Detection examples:
++++++++++++++++++++

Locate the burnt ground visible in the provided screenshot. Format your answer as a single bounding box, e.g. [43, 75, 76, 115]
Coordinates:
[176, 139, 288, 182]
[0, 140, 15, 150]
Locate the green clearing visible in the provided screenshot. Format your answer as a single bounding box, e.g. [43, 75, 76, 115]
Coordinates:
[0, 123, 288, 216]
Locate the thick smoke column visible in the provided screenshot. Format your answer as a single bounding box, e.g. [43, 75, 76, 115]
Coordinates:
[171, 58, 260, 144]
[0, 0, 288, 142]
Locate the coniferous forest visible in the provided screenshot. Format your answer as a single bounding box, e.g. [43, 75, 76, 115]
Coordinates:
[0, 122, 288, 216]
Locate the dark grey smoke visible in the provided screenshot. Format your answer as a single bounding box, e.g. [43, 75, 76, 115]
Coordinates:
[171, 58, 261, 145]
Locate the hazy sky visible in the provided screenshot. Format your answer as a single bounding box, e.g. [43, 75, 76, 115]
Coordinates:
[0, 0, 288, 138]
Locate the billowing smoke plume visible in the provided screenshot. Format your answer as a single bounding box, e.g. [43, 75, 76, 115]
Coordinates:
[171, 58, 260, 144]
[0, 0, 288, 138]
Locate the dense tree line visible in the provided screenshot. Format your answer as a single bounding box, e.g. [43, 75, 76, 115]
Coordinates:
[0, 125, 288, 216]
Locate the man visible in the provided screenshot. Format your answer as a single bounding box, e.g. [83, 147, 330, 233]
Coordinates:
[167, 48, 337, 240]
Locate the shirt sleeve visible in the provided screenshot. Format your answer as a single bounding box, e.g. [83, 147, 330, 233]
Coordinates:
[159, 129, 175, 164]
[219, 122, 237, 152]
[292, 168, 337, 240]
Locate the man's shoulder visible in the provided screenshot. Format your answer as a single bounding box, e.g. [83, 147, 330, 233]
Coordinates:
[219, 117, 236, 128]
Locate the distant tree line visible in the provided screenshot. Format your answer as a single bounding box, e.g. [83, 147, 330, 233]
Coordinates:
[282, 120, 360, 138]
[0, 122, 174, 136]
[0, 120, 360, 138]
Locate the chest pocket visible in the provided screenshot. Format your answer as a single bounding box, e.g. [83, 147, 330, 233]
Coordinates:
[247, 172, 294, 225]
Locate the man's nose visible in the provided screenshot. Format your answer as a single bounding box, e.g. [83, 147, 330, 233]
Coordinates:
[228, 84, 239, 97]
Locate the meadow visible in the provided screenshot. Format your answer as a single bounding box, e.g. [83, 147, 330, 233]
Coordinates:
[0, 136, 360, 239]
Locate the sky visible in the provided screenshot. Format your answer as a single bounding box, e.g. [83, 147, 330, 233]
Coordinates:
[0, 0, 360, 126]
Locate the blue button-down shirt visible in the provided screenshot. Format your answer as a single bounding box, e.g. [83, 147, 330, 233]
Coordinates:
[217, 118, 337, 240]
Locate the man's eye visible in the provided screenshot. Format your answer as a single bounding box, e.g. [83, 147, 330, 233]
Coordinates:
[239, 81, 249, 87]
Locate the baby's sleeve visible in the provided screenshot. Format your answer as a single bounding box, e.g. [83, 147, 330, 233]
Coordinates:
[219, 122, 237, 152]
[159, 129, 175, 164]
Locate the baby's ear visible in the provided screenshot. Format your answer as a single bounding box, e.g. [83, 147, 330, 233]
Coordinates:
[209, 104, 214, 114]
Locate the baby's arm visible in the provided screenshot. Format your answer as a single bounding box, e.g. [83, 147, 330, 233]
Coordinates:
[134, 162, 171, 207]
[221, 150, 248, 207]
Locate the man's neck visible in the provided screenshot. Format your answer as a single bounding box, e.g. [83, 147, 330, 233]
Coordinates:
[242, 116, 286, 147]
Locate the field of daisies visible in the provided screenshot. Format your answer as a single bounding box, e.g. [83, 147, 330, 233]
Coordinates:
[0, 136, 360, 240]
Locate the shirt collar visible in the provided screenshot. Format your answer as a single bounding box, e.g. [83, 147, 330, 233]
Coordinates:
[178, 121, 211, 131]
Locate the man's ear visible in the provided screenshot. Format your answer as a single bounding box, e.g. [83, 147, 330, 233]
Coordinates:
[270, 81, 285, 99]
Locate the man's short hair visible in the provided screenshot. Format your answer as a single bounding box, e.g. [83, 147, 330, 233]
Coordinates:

++++++++++++++++++++

▶ **Given task**: Count how many lines of the records above contain the word "shirt", and give only that number.

▶ **Answer to this task**: 3